Extracted text =

# # # # # # #

For our September feature on construction defects, I searched the Internet for photos of faulty installations of windows, roofs, cladding, and decks in homes that were 10 years old or younger. What I found is scary—for both builders and buyers: hundreds of gruesome photos on dozens of websites that bash a number of large production builders for poorly constructed homes (entry level to upscale).
The sites contain close-up, gritty images taken by angry homeowners showcasing cracked stucco; mildew-stained exterior and interior walls; rotting 2x4s; wet, moldy black insulation (fiberglass and foam); sagging balconies, and much more. Some of these houses require tens of thousands of dollars in repairs, and many owners are involved in individual and class-action lawsuits against the builders and their subs.
But these owners aren’t just pissed about the defects; some say the houses are making them sick. And if there are children who are suffering, parents will be relentless in their quest to make builders pay—in both dollars and in reputation.
Water intrusion isn’t the only result of poor installation. When I moved to the Washington, D.C., area in 1991, my husband and I rented a townhouse in Laurel, Md. There were hundreds of late ’80s townhouses built with standard tan vinyl siding, brown three-tab shingle roofs, builder-grade white vinyl windows, and budget faucets.
We soon learned that every time fierce winds blew, pieces of siding flew off some of the units. Meanwhile, the floors squeezed and the walls were so paper thin that you could hear most everything the neighbors said. Nails popped up from roof shingles and kitchen faucets leaked.
Would anyone get sick from living in those places? Of course not. But many owners, mostly first-time home buyers, spent thousands of dollars to replace or nail down the siding, pull up the carpeting to fix the squeezes, and fix or replace the leaky fixtures. I’m sure many of those owners won’t buy a home from that builder again—and if the Internet had been around, photos of shoddy construction would have gone viral.

# # # # # # #

Supplied entries =
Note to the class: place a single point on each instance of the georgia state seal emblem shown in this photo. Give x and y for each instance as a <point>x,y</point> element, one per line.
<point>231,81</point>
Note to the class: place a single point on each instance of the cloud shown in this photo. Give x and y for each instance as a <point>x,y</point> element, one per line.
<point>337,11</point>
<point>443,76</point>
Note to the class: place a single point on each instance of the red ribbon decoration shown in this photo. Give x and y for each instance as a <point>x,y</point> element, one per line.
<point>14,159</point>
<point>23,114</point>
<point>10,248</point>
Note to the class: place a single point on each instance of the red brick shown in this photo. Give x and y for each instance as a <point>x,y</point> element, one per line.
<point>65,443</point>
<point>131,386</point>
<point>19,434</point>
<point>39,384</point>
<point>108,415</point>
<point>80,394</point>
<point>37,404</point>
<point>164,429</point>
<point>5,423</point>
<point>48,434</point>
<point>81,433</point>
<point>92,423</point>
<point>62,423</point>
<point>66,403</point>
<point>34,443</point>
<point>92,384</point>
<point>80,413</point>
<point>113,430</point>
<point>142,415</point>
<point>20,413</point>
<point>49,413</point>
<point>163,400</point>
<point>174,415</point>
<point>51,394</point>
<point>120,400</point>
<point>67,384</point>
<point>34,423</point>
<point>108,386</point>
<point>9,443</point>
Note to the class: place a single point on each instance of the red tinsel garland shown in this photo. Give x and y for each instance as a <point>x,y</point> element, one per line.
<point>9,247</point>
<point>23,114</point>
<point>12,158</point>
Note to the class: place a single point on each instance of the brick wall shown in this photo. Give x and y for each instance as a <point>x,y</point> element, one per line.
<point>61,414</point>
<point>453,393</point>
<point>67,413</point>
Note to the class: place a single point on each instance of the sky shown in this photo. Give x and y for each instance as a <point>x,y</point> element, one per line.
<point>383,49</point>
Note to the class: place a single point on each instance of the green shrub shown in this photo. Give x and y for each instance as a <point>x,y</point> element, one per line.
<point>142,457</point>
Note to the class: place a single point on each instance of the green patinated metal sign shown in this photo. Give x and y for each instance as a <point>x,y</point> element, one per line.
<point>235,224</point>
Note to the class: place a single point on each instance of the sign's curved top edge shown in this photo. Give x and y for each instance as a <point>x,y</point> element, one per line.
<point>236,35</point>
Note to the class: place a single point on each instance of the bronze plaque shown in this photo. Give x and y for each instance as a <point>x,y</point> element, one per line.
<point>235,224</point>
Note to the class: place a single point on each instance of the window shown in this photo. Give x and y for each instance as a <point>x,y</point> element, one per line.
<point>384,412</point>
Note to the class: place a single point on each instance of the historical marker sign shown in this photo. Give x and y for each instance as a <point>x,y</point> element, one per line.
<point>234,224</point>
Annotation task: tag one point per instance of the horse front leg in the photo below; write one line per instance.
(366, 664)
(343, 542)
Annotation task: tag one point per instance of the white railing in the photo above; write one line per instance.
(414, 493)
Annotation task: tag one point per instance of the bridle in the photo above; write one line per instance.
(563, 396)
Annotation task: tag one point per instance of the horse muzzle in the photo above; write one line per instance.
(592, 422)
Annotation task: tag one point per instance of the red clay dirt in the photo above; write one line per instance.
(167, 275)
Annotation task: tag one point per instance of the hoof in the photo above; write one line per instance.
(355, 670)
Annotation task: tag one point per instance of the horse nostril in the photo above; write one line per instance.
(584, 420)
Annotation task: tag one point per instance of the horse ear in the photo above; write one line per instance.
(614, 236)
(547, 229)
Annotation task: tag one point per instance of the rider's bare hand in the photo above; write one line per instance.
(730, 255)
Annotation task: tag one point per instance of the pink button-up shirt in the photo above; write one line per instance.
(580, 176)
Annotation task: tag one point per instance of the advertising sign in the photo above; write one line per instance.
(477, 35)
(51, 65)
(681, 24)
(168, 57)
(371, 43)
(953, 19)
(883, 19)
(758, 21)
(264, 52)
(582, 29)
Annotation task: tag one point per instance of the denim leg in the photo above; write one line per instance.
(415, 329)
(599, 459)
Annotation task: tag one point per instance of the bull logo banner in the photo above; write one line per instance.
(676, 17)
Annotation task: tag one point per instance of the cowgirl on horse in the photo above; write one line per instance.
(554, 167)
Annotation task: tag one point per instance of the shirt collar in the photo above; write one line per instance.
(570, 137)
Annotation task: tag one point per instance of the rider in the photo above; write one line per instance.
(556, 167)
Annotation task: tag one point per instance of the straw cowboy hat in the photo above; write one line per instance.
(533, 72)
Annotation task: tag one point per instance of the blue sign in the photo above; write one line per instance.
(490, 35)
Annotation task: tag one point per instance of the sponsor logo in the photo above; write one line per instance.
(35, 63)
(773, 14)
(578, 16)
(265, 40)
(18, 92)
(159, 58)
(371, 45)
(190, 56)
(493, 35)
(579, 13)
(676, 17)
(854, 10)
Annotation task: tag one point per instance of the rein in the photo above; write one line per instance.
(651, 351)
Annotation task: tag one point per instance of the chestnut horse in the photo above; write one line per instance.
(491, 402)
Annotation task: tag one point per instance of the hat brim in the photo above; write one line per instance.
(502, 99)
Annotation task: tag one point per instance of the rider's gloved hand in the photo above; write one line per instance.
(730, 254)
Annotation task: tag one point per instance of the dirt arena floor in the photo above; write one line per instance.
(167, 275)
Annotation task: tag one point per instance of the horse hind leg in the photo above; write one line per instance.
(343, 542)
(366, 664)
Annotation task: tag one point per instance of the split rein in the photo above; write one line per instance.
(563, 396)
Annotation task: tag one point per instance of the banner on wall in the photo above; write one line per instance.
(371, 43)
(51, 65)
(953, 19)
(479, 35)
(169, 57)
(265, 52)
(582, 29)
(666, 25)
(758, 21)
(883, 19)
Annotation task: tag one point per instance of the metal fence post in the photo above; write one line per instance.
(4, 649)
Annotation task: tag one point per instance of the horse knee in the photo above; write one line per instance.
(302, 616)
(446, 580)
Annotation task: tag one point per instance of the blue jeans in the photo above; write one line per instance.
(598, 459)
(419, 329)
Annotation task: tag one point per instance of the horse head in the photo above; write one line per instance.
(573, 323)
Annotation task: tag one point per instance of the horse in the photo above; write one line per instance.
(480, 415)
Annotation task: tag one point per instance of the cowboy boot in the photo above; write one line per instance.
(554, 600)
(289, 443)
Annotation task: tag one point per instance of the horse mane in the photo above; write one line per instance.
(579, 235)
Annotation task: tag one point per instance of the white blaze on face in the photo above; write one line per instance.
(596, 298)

# # # # # # #

What you have to do =
Can you pick up the piece on construction defects in newer homes and carry it on from the point where it stops?

Task result =
Do It Right the First Time One builder profiled in our feature story, Houston-based production builder David Weekley Homes, has relatively few defect complaints, and the company attributes its success to its quality assurance program that includes extensive training, quality teams, and third-party inspections. That training entails classroom and online instruction for every team member—warranty reps, project managers, division presidents, and regional presidents. It runs over 120 days, followed by a 45-day “signoff” period and several more months during which members are evaluated.
Weekley’s training extends to teaching its managers how to recognize product flaws that can lead to construction defects. Besides training, David Weekley Homes asks building scientist Joe Lstiburek to evaluate new products and components, “and their unintended consequences.”
Weekley also gets feedback about product quality from the Leading Builders of America and the Home Innovation Research Labs. David Weekley Homes’ tenaciousness is paying off—it told BUILDER it has the lowest warranty cost per home and the highest customer satisfaction ratings in its history.
A silver lining of the housing recession is that construction is as good as it gets, but some builders still think some defects are just a cost of doing business. As the market recovers, faulty construction practices and product installations may rise because of a shortage of qualified skilled and unskilled labor and other factors. Many large builders have reserves for defects and insurance to cover some of the damages.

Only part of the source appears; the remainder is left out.